- List of tasks -
1) In the essay on belief, what cause is named as the popular one with the heaviest firepower?
2) Please write out the essay on belief, everything from "Believe it ." down to "in the unimaginable.".

Wednesday, April 16, 2014

Believe it . . . or not

 
 
We humans feel superior to other animal and plant life, although we don’t even know whether life exists on distant planets or in different dimensions or in the unimaginable.

The idea of one god in three persons is a heady product of worship, prayer and scholarship. It recognizes god as the starting place, with attributes of a divine parent, child and community.

Humans have a craving for details, especially about themselves. Consider the millions who check their horoscopes before deciding what movie to see, others looking for excitement in séances, reassurance from palm readers and fortune tellers, sense, nonsense and incense.

Inasmuch as nothing is established in fact about god, seekers generally rely on what someone else has said about god, having no recourse to the kind of fact recorded in laboratories and encyclopedias.
There are believers, wonderers and deniers, also known as the faithful, agnostic and atheist. I lack the spontaneous faith of the atheist. There is no proof that there is no god, but atheists accept that claim as a certainty. Does that seem incredible?

Some people scold religion for causing wars, even though most wars are fought by secular governments. The popular cause with the heaviest firepower is democracy. Secular troops, tanks, triggers and torpedoes went to war but failed to establish democracy in Vietnam or Afghanistan, Iraq or parts of Africa. Nobody builds aircraft carriers or missiles with the proceeds of collection plates and begging bowls.
All religions, even atheism, are true to believers. Jesus, his mother and disciples, Moses, Mohammed, the Buddha are teachers to millions and more than teachers to other millions.
 
Divinity has many descriptions, with physicists and theologians, prophets and pragmatists testing their poetic thesaurus for the meaning of Eternal, Almighty, I Am, Love, Mind, Lord God, Spirit, Creator, Truth.

- Extracted information -
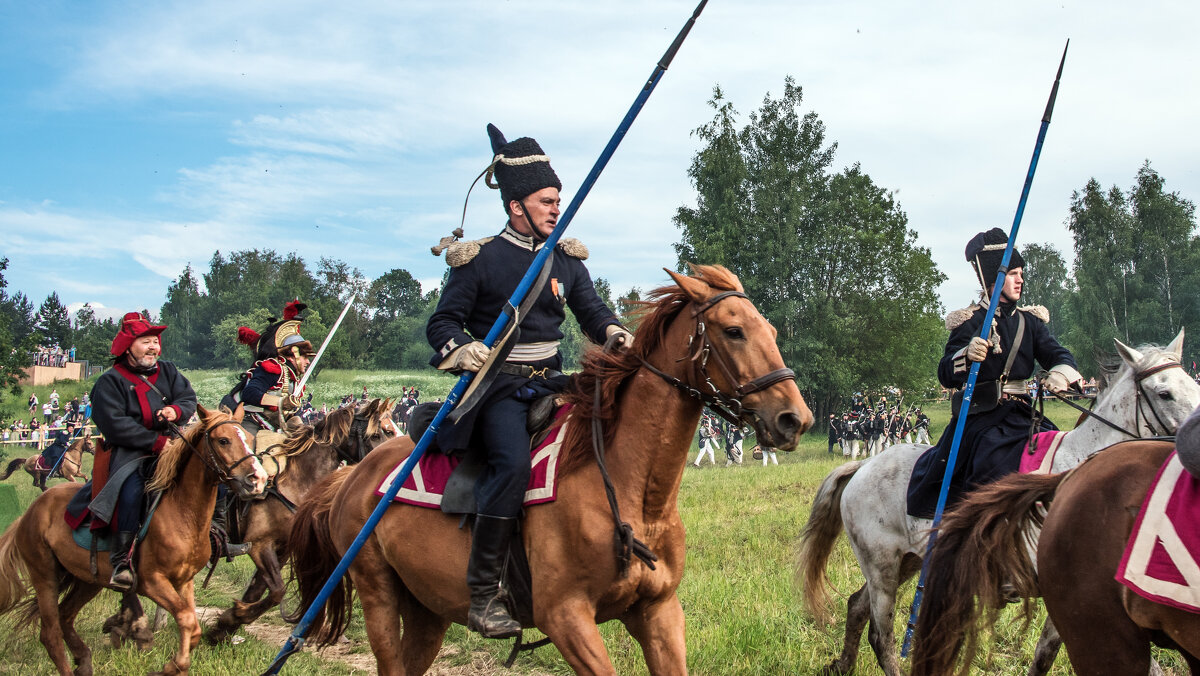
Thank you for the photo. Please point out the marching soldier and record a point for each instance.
(483, 276)
(133, 404)
(922, 426)
(1000, 417)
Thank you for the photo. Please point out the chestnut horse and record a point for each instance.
(1149, 394)
(39, 554)
(312, 452)
(1105, 626)
(412, 570)
(71, 467)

- Solved problems -
1) Democracy.

2)
Believe it . . . or not

 
 
We humans feel superior to other animal and plant life, although we don’t even know whether life exists on distant planets or in different dimensions or in the unimaginable.